→ **WORK TASK**:
Quote the data below in full, reproducing every line character for character.

→ **DATASET EXTRACT**:
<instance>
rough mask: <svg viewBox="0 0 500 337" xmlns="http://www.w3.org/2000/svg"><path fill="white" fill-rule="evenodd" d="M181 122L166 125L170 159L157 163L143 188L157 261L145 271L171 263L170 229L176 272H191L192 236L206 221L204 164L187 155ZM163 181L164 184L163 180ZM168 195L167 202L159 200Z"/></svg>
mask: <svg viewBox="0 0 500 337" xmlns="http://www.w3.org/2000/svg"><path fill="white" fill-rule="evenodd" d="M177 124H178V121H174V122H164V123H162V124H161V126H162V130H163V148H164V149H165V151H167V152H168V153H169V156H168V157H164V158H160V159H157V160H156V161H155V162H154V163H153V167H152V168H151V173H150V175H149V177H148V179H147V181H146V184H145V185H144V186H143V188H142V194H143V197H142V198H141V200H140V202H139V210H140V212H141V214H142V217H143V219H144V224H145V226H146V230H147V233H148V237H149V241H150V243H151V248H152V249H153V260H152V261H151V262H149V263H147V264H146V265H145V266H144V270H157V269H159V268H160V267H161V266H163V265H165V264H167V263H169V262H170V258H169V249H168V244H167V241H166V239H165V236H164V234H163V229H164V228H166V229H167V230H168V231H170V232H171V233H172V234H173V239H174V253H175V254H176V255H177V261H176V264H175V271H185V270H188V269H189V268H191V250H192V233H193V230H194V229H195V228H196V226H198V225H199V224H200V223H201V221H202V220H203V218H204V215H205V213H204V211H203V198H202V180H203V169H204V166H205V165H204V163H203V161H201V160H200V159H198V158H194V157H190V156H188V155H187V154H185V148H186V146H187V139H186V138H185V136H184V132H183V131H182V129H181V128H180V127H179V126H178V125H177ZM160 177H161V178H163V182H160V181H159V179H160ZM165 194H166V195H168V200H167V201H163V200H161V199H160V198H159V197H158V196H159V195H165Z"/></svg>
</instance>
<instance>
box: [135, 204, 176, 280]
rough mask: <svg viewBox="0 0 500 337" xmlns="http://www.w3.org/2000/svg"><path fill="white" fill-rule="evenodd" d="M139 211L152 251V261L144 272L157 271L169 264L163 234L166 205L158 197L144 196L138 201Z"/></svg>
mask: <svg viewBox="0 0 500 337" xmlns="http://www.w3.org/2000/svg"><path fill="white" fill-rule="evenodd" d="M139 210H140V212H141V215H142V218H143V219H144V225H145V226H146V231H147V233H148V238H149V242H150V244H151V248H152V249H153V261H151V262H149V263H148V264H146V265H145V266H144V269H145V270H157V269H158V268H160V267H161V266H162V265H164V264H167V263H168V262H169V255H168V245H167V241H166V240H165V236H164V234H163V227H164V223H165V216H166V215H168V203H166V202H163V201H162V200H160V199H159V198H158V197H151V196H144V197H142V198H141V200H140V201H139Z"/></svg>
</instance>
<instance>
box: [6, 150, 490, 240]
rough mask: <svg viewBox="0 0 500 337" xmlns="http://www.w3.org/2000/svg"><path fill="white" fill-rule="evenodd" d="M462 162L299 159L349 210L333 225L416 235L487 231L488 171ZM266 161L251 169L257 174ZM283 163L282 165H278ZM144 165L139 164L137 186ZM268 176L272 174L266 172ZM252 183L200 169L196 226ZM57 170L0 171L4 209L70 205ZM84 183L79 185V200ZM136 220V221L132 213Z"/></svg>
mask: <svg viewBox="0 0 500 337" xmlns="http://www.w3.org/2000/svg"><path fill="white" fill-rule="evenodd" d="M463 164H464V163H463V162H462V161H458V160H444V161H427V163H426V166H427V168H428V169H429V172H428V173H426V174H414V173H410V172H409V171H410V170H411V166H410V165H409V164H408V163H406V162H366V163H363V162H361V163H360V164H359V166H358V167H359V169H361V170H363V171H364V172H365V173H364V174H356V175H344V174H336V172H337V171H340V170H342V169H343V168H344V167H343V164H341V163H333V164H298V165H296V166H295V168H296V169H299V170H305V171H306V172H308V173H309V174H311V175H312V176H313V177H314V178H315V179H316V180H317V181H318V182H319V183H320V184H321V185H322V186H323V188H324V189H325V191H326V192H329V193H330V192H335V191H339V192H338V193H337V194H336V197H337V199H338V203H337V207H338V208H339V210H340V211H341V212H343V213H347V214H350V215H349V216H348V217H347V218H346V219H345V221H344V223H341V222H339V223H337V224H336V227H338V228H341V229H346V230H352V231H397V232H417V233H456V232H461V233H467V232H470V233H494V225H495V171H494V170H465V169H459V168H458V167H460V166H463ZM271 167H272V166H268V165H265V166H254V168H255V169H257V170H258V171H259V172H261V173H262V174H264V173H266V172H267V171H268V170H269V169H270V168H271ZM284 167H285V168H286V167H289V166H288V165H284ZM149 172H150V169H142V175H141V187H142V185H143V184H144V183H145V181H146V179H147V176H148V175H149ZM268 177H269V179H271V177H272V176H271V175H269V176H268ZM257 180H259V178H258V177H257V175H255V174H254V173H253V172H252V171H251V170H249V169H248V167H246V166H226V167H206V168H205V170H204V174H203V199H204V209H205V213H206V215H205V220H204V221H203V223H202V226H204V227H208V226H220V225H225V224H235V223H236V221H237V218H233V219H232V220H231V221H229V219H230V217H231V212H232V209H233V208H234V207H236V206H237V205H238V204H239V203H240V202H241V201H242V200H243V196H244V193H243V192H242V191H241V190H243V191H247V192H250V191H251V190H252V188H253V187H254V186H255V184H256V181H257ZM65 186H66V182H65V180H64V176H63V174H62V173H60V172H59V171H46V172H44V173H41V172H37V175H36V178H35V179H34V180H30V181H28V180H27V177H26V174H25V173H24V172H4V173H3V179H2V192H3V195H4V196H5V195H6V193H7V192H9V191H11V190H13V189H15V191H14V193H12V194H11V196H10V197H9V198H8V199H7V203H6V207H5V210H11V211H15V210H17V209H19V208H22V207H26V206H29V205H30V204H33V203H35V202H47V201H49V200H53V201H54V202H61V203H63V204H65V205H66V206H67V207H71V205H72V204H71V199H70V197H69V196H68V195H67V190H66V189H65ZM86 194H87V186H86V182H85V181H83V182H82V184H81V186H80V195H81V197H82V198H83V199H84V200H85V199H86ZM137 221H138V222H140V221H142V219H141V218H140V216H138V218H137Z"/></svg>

→ **OUTPUT BELOW**:
<instance>
rough mask: <svg viewBox="0 0 500 337" xmlns="http://www.w3.org/2000/svg"><path fill="white" fill-rule="evenodd" d="M181 122L166 125L170 159L157 163L143 188L157 261L145 271L171 263L170 229L176 272H191L192 236L206 221L204 164L187 155ZM163 181L164 184L163 180ZM168 195L167 202L159 200Z"/></svg>
mask: <svg viewBox="0 0 500 337" xmlns="http://www.w3.org/2000/svg"><path fill="white" fill-rule="evenodd" d="M177 124H178V121H174V122H164V123H162V124H161V126H162V130H163V148H164V149H165V151H167V152H168V153H169V156H168V157H164V158H160V159H157V160H156V161H155V162H154V163H153V167H152V168H151V173H150V175H149V177H148V179H147V181H146V184H145V185H144V186H143V188H142V194H143V197H142V198H141V200H140V202H139V210H140V212H141V214H142V217H143V219H144V224H145V226H146V230H147V233H148V237H149V241H150V243H151V248H152V249H153V260H152V261H151V262H149V263H147V264H146V265H145V266H144V270H157V269H159V268H160V267H161V266H163V265H165V264H167V263H169V262H170V258H169V249H168V244H167V241H166V239H165V236H164V234H163V229H164V228H166V229H167V230H168V231H170V232H171V233H172V234H173V239H174V253H175V254H176V255H177V261H176V264H175V271H185V270H188V269H189V268H191V250H192V233H193V230H194V229H195V228H196V226H198V225H199V224H200V223H201V221H202V220H203V218H204V215H205V213H204V211H203V198H202V180H203V169H204V166H205V165H204V163H203V161H201V160H200V159H198V158H194V157H190V156H188V155H187V154H185V148H186V146H187V139H186V138H185V136H184V132H183V131H182V129H181V128H180V127H179V126H178V125H177ZM160 177H161V178H163V182H160V181H159V179H160ZM165 194H166V195H168V200H167V201H163V200H161V199H160V198H159V197H158V196H159V195H165Z"/></svg>
</instance>
<instance>
box: [135, 204, 176, 280]
rough mask: <svg viewBox="0 0 500 337" xmlns="http://www.w3.org/2000/svg"><path fill="white" fill-rule="evenodd" d="M139 211L152 251V261L144 272L157 271L169 264L163 234L166 205L158 197L144 196L138 201Z"/></svg>
mask: <svg viewBox="0 0 500 337" xmlns="http://www.w3.org/2000/svg"><path fill="white" fill-rule="evenodd" d="M139 210H140V212H141V215H142V218H143V219H144V225H145V226H146V231H147V233H148V238H149V242H150V244H151V248H152V249H153V261H151V262H149V263H148V264H146V265H145V266H144V269H145V270H157V269H158V268H160V267H161V266H162V265H164V264H167V263H168V262H169V255H168V245H167V241H166V240H165V236H164V234H163V227H164V223H165V216H166V215H168V203H166V202H163V201H162V200H160V199H159V198H158V197H151V196H144V197H142V198H141V200H140V201H139Z"/></svg>
</instance>
<instance>
box: [6, 150, 490, 240]
rough mask: <svg viewBox="0 0 500 337" xmlns="http://www.w3.org/2000/svg"><path fill="white" fill-rule="evenodd" d="M462 162L299 159L349 210L333 225L416 235L487 231L488 171ZM266 161L251 169L257 174ZM283 163L282 165H278ZM144 165L139 164L137 186ZM268 176L272 174L266 172ZM252 183L200 169L196 226ZM57 170L0 171L4 209L70 205ZM84 183L79 185V200ZM136 220V221L132 213Z"/></svg>
mask: <svg viewBox="0 0 500 337" xmlns="http://www.w3.org/2000/svg"><path fill="white" fill-rule="evenodd" d="M463 164H464V163H463V162H462V161H458V160H444V161H427V163H426V166H427V168H428V169H429V172H428V173H426V174H414V173H410V172H409V171H410V170H411V166H410V165H409V164H408V163H406V162H366V163H363V162H361V163H360V164H359V166H358V167H359V169H361V170H363V171H364V172H365V173H364V174H356V175H344V174H336V172H337V171H340V170H342V169H343V168H344V167H343V164H341V163H333V164H298V165H296V166H295V168H296V169H299V170H305V171H306V172H308V173H309V174H311V175H312V176H313V177H314V178H315V179H316V180H317V181H318V182H319V183H320V184H321V185H322V186H323V188H324V189H325V191H326V192H329V193H330V192H335V191H339V192H338V193H337V194H336V197H337V199H338V203H337V207H338V208H339V210H340V211H341V212H343V213H347V214H350V215H349V216H348V217H347V218H346V219H345V221H344V223H341V222H339V223H337V224H336V227H338V228H341V229H346V230H352V231H397V232H417V233H456V232H461V233H467V232H470V233H494V225H495V171H494V170H465V169H459V168H458V167H460V166H463ZM271 167H272V166H268V165H265V166H254V168H255V169H257V170H258V171H259V172H261V173H262V174H264V173H266V172H267V171H268V170H269V169H270V168H271ZM284 167H285V168H286V167H289V166H288V165H284ZM149 172H150V169H142V175H141V187H142V185H143V184H144V183H145V181H146V179H147V176H148V175H149ZM268 177H269V179H271V177H272V176H271V175H269V176H268ZM257 180H259V178H258V177H257V175H255V174H254V173H253V172H252V171H251V170H249V169H248V167H246V166H226V167H206V168H205V170H204V174H203V199H204V209H205V213H206V215H205V220H204V221H203V223H202V226H204V227H208V226H220V225H225V224H235V223H236V221H237V218H233V219H232V220H231V221H229V219H230V217H231V212H232V209H233V208H234V207H236V206H237V205H238V204H239V203H240V202H241V201H242V200H243V196H244V193H243V192H242V191H241V190H243V191H247V192H250V191H251V190H252V188H253V187H254V186H255V184H256V181H257ZM65 186H66V182H65V180H64V176H63V174H62V173H60V172H59V171H46V172H44V173H41V172H37V175H36V178H35V179H34V180H30V181H28V180H27V177H26V174H25V173H24V172H4V173H3V179H2V192H3V195H4V196H5V195H6V193H7V192H9V191H11V190H13V189H15V191H14V193H12V194H11V196H10V197H9V198H8V199H7V203H6V207H5V210H11V211H15V210H17V209H19V208H22V207H26V206H29V205H30V204H33V203H35V202H47V201H49V200H53V201H54V202H61V203H63V204H65V205H66V206H67V207H71V205H72V204H71V199H70V197H69V196H68V195H67V190H66V189H65ZM86 194H87V186H86V182H85V181H83V182H82V184H81V186H80V195H81V197H82V198H83V199H84V200H85V199H86ZM137 221H138V222H140V221H142V219H141V218H140V216H138V218H137Z"/></svg>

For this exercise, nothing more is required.